Fortran Keywords char used as a variable in the code.
Fortran Keywords char used as a variable in the code.
Fortran Keywords char used as a variable in the code.
Fortran Keywords index used as a variable in the code.
Fortran Keywords index used as a variable in the code.
Fortran Keywords ibits used as a variable in the code.
Fortran Keywords index used as a variable in the code.
Fortran Keywords index used as a variable in the code.
Fortran Keywords index used as a variable in the code.
Fortran Keywords index used as a variable in the code.
Fortran Keywords ibits used as a variable in the code.
Fortran Keywords index used as a variable in the code.
Fortran Keywords index used as a variable in the code.
Computing callgraph, this can take a while...
 Found contains 95 / 95 99%
 Found parents  11 / 11 99%
 Found callables3543 / 15472 22%
Callgraph generated
Generating my_arps/callgraph.json.

We plot the callgraph using the following command.

~/TEST/MMAP/mmap_arps >mmap cg-show -b pyvis -c ptn -l
Start filtering graph
1191 nodes / 3643 edges
Remove hyperconnected roots starting at  10
Removing hyperconnected nodes, starting from 10 predecessors
    53 nodes removed by hyperconnection
1138 nodes / 2232 edges
Remove patterns: ['*slave_*_memory*']
Removing by patterns.
  *slave_*_memory*: 0 matchs and 0 descendants
    0 nodes removed by patterns
1138 nodes / 2232 edges
Remove singles
Removing single nodes or self connected nodes
    368 nodes removed by singularity or self connection
770 nodes / 2006 edges
After cleaning :770 nodes/2006 edges
Sizes 2.73861278752583/98.22168803273541
Masses 1/19.295
mmap_calls.html
Output written to mmap_calls.html

Let’s break this into bits: - -b pyvis : the pyvis backend allows a dynamic exploration of the graph. Using a good barnes-hut layout algorithm, is the best way to map the calls by adjacency. - -c ptn : color the nodes using the customized pattern - -l : load the result into your prefered browser right away.

> **Dataset rows**:
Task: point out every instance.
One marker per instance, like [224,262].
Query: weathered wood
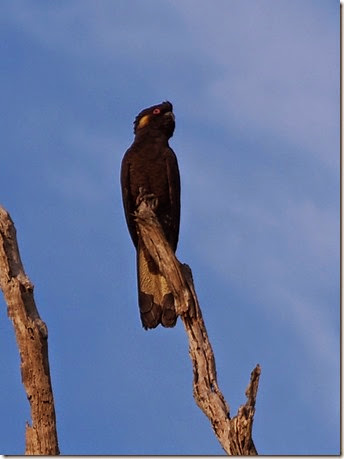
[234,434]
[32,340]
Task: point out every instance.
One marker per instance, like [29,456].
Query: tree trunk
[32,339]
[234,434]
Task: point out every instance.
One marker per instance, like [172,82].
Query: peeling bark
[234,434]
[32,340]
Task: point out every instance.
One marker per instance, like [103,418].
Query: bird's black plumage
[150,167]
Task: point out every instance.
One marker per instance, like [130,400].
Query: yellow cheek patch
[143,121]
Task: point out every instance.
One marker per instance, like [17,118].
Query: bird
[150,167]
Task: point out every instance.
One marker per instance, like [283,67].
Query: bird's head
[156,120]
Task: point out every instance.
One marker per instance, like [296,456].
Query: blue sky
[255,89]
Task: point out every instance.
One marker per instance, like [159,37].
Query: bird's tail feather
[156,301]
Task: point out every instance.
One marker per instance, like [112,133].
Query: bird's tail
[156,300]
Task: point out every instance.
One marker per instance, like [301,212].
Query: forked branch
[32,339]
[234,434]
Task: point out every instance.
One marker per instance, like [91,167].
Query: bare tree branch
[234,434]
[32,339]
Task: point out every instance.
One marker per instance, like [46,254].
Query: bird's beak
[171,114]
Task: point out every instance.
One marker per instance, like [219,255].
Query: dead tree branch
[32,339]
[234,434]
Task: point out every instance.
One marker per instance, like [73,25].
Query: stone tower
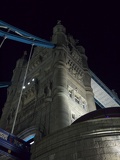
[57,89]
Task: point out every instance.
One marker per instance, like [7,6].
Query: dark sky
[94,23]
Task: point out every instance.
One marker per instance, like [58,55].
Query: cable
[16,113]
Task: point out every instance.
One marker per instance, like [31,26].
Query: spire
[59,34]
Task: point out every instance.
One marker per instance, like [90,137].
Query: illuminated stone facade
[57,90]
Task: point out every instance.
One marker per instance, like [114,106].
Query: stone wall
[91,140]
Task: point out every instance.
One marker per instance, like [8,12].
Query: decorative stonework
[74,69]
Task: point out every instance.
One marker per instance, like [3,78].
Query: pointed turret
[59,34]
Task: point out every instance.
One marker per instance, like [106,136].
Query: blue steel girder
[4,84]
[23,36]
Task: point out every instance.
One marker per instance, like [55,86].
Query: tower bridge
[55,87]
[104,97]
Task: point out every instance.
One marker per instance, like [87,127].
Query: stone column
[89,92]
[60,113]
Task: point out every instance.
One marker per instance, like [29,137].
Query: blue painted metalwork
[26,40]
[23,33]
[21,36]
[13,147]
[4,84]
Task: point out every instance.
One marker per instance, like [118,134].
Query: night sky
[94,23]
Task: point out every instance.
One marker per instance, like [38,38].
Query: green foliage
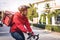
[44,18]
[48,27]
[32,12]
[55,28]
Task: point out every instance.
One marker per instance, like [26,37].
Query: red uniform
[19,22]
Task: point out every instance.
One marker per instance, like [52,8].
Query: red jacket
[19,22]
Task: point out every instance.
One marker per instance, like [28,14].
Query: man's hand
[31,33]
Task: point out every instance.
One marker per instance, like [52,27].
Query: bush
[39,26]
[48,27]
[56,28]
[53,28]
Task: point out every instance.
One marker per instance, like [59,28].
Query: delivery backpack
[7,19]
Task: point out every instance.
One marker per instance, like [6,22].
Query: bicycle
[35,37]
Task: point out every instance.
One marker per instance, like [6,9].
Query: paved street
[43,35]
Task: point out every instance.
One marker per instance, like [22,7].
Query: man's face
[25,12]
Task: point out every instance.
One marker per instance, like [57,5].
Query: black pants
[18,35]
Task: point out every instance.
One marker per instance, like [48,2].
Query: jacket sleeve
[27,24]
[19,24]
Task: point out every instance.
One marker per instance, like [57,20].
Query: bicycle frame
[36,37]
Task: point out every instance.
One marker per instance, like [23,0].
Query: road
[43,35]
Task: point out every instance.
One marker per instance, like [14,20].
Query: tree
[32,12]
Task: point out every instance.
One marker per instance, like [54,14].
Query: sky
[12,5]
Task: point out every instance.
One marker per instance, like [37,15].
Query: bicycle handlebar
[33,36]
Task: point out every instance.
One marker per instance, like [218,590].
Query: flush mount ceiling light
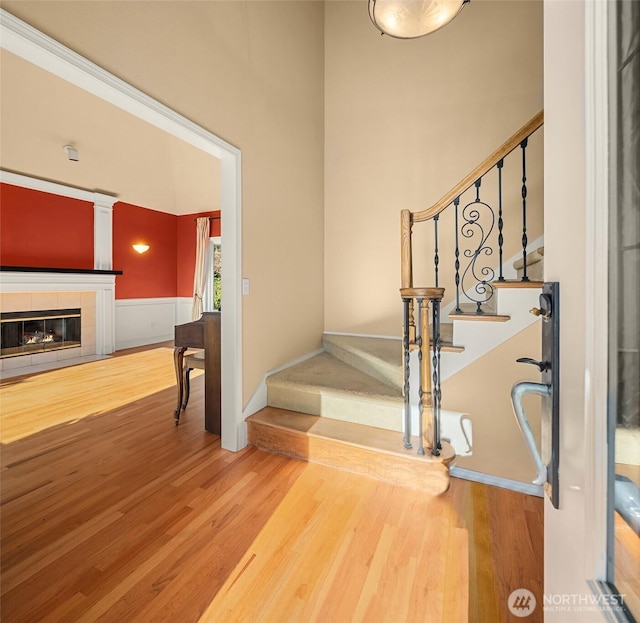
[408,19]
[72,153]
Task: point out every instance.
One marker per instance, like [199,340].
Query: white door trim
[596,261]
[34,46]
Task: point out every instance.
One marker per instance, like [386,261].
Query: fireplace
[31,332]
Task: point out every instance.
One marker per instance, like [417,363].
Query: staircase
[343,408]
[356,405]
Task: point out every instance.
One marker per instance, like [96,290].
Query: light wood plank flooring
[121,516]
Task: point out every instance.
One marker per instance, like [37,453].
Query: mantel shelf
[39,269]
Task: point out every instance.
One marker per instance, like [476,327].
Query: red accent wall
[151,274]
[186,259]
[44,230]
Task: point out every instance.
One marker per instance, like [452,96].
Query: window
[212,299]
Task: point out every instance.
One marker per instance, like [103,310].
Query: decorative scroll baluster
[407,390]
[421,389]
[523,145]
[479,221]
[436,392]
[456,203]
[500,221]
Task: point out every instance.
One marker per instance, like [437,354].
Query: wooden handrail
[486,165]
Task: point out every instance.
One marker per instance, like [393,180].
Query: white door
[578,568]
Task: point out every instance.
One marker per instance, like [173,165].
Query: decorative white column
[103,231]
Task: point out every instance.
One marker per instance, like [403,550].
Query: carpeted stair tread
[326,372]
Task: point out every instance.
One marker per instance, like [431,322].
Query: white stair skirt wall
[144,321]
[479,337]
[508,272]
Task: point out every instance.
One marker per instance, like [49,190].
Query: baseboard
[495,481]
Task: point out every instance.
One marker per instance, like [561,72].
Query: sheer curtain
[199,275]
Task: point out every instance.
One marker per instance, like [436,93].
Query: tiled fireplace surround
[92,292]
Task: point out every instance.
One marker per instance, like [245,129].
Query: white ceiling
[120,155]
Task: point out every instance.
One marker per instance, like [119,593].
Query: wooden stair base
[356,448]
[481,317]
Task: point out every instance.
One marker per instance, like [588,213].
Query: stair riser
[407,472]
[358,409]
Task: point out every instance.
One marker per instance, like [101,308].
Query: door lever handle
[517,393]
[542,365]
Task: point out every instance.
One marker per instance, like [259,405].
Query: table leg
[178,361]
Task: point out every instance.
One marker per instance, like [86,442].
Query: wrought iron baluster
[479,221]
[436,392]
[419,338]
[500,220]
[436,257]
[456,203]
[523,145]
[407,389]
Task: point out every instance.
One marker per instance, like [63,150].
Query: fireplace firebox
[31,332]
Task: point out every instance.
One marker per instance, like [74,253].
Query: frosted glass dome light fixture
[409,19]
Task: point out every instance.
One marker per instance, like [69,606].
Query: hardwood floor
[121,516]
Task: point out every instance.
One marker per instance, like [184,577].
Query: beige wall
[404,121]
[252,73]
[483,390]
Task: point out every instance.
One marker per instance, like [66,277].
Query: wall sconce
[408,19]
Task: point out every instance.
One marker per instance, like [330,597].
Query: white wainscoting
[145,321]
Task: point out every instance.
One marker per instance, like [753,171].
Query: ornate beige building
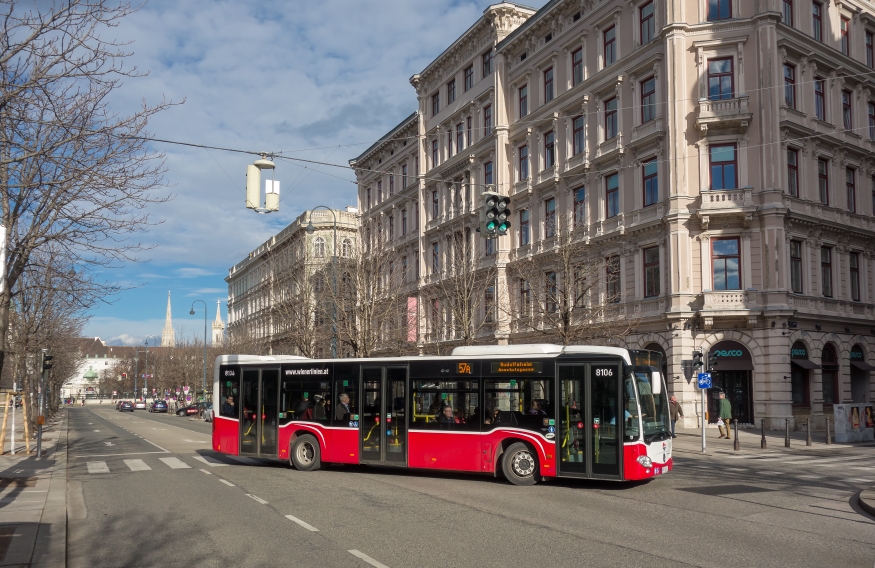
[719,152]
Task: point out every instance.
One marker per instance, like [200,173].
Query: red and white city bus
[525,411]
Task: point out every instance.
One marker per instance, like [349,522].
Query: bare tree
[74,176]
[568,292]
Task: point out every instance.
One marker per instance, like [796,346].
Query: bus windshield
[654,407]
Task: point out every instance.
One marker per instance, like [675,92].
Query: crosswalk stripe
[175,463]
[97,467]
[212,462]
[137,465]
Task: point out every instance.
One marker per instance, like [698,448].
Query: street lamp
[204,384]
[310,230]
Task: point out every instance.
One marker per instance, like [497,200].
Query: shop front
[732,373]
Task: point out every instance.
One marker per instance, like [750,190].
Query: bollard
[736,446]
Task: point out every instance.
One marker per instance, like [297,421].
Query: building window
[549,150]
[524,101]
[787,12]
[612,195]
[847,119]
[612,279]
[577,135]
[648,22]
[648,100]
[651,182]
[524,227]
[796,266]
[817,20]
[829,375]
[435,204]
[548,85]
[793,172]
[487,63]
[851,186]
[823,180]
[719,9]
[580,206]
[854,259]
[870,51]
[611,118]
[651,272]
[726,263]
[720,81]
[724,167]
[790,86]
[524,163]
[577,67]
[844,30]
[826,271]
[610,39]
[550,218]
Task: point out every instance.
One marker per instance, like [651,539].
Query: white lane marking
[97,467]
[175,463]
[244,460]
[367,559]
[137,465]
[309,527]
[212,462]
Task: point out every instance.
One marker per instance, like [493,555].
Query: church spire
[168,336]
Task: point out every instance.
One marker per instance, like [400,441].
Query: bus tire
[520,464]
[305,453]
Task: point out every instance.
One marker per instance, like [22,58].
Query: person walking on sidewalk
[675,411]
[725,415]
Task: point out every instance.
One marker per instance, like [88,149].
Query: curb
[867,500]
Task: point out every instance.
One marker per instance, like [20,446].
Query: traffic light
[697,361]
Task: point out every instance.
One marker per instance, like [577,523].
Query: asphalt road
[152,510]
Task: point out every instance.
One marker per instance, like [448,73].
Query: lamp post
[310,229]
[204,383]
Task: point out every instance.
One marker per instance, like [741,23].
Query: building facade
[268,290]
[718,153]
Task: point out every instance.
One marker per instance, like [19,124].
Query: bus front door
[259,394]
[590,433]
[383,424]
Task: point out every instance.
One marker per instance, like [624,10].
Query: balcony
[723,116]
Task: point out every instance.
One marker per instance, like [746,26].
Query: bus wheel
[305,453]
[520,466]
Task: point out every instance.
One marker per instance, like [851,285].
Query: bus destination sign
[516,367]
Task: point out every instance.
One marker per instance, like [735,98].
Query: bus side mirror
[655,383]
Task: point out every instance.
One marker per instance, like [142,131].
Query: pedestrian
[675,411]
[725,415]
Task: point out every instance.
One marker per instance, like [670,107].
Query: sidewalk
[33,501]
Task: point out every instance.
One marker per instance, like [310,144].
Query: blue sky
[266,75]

> **Exercise tasks**:
(a) In the callgraph walkthrough, which file was the output written to?
(b) Reproduce the callgraph walkthrough word for word from "Computing callgraph, this" to "using the following command.".
The entries have nothing to do with the callgraph walkthrough.

> **Final results**:
(a) mmap_calls.html

(b)
Computing callgraph, this can take a while...
 Found contains 95 / 95 99%
 Found parents  11 / 11 99%
 Found callables3543 / 15472 22%
Callgraph generated
Generating my_arps/callgraph.json.

We plot the callgraph using the following command.